Selected excerpt
Segment Open
The journey was undertaken by Les Butterworth (ex-HMS AVENGER) and Graham Wild (ex-HMS ARDENT), this was the first visit back to the Islands in over 30 years.
The decision to make the journey south was taken about 6 months before setting off. The flights were arranged through the RAF hence reservations at the Lodge were not secured until the flights were confirmed. At that juncture we were asked to inform of any particular places that we wanted to call on and of any sites that we were keen to visit. We were given details of the movement from RAF Mount Pleasant (MPA) to Stanley, and of the volunteer driver scheme. We were also encouraged to visit the Lodge website to learn more about what it provided.
On arrival at MPA our transport was waiting for us and we set off to Stanley about 20’ minutes after landing. After dropping off those who were staying with families or in other accommodation, we arrived at the Lodge. We were welcomed by Ellen and her daughter Violet and with them was one of the regular visitors to the Lodge, Gary, a former Royal Marine who fought in the conflict.
We were instantly made to feel at home and were shown around facilities in the Lodge. Reassuringly Ellen and Violet were there to ensure that our intentions and aspirations were taken into account. They listened to what we wanted to achieve during our stay and offered suggestions for other places to visit and informed of events that were taking place. Gary, meanwhile, had prepared a chilli and made arrangements to take us around the sites towards Volunteer Point and Gypsy Cove.
Segment Closed
Record extracts
Segment Open
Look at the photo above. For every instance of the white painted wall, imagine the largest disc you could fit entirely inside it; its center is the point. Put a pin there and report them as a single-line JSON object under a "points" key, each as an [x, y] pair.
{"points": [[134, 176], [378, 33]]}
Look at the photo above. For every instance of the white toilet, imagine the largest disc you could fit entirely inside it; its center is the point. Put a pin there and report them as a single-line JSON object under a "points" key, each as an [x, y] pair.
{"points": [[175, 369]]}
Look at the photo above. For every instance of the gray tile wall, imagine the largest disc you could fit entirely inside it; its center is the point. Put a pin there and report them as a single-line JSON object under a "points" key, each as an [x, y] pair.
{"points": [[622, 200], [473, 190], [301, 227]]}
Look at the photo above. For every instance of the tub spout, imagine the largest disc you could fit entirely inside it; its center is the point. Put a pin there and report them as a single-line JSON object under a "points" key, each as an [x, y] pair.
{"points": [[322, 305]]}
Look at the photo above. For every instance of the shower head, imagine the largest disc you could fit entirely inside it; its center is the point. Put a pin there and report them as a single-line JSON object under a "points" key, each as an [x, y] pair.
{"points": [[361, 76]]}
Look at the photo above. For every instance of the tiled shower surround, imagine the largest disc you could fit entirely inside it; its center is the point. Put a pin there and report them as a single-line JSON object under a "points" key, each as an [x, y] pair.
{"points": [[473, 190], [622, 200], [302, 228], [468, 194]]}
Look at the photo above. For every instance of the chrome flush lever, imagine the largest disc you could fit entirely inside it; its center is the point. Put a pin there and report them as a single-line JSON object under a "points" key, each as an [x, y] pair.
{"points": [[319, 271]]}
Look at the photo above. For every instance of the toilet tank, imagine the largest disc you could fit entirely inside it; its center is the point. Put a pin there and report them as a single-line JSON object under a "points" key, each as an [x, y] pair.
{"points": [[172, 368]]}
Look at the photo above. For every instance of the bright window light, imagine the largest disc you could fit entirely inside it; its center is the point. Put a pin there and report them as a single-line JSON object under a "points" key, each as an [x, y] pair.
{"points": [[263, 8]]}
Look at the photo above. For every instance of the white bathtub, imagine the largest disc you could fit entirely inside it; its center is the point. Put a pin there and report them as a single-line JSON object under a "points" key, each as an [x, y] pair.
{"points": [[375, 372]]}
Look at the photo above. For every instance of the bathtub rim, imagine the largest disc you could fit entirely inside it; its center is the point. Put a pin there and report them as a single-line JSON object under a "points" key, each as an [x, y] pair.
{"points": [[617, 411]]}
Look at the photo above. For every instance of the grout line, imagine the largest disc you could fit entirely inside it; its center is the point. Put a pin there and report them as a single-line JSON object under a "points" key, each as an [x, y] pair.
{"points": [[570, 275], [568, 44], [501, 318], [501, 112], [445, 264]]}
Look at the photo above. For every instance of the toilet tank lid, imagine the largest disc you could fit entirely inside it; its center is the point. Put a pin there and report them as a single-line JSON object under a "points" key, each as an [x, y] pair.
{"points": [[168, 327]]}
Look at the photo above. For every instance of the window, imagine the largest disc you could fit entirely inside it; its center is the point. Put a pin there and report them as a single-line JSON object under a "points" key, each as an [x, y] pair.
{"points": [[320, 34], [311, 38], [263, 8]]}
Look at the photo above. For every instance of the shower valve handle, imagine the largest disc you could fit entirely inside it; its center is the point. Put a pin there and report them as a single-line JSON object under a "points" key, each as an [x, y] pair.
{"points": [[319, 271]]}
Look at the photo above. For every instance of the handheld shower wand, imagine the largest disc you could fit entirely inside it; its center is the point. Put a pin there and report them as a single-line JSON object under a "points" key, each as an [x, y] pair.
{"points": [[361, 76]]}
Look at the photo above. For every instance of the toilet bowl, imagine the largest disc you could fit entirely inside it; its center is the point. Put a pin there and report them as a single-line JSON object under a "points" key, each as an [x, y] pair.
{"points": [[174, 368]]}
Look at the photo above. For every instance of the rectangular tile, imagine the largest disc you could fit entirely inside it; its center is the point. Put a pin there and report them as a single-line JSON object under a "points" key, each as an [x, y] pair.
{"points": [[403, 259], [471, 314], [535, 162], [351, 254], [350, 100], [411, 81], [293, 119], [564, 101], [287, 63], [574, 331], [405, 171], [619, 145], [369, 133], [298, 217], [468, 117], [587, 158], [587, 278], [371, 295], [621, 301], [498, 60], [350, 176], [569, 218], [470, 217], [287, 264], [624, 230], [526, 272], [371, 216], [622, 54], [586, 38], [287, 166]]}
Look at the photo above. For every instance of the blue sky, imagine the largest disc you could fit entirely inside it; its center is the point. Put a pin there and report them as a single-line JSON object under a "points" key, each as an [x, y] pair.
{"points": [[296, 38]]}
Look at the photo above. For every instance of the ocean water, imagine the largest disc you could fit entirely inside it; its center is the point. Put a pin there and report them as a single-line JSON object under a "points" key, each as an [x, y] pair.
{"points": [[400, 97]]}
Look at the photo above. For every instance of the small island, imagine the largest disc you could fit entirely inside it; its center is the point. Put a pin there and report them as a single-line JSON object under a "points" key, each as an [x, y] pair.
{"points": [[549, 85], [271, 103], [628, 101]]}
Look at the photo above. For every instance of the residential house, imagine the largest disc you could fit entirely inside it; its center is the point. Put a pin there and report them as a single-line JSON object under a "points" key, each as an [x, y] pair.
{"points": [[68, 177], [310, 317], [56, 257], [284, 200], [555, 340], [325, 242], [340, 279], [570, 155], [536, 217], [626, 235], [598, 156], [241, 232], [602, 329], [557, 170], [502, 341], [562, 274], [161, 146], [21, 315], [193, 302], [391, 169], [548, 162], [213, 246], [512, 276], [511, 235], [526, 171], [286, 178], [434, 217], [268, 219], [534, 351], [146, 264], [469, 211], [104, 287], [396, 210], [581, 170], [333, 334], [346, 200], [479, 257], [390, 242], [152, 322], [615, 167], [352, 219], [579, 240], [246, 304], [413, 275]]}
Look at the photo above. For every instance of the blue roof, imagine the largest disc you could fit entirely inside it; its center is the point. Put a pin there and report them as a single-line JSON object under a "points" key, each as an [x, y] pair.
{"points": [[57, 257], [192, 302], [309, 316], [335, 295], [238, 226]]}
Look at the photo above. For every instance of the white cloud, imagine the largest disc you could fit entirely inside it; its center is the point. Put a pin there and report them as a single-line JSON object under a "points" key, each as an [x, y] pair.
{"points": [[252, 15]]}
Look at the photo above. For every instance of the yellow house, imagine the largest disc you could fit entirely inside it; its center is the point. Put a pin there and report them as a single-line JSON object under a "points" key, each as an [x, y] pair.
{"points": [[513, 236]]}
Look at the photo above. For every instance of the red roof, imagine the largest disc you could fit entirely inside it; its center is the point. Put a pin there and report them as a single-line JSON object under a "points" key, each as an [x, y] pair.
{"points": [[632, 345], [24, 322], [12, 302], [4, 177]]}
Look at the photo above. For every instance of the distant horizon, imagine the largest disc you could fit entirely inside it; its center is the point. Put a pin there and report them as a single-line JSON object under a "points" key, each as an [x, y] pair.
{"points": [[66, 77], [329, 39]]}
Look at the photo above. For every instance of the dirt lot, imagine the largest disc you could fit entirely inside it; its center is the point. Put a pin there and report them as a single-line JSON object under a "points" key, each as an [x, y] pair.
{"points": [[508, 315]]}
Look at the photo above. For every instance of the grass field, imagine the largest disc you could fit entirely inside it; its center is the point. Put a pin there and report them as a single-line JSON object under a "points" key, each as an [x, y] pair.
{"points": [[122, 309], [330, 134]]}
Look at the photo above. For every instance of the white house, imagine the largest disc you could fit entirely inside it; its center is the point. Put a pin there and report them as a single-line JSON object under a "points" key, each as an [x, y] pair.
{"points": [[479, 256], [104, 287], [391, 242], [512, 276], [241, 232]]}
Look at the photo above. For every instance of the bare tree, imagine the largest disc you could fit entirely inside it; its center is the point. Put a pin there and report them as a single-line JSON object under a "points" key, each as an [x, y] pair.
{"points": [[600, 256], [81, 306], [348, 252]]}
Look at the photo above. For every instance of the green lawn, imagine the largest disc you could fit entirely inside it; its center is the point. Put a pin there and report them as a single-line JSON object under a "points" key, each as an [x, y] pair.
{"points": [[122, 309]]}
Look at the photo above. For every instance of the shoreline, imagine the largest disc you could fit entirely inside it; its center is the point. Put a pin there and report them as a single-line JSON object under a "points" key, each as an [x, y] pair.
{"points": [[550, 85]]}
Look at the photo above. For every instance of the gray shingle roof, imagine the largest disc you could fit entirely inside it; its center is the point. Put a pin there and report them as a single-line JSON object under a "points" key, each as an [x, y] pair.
Segment Closed
Tasks and exercises
1 – Answer these questions about the trip account.
(a) Which ship was Graham Wild formerly with?
(b) About how long before setting off was the decision made to travel south?
(c) Who prepared a chilli at the Lodge?
2 – Repeat the trip account word for word, from "The journey was" up to and including "what it provided.".

Responses to the exercise
1 –
(a) HMS ARDENT
(b) About 6 months
(c) Gary

2 –
The journey was undertaken by Les Butterworth (ex-HMS AVENGER) and Graham Wild (ex-HMS ARDENT), this was the first visit back to the Islands in over 30 years.
The decision to make the journey south was taken about 6 months before setting off. The flights were arranged through the RAF hence reservations at the Lodge were not secured until the flights were confirmed. At that juncture we were asked to inform of any particular places that we wanted to call on and of any sites that we were keen to visit. We were given details of the movement from RAF Mount Pleasant (MPA) to Stanley, and of the volunteer driver scheme. We were also encouraged to visit the Lodge website to learn more about what it provided.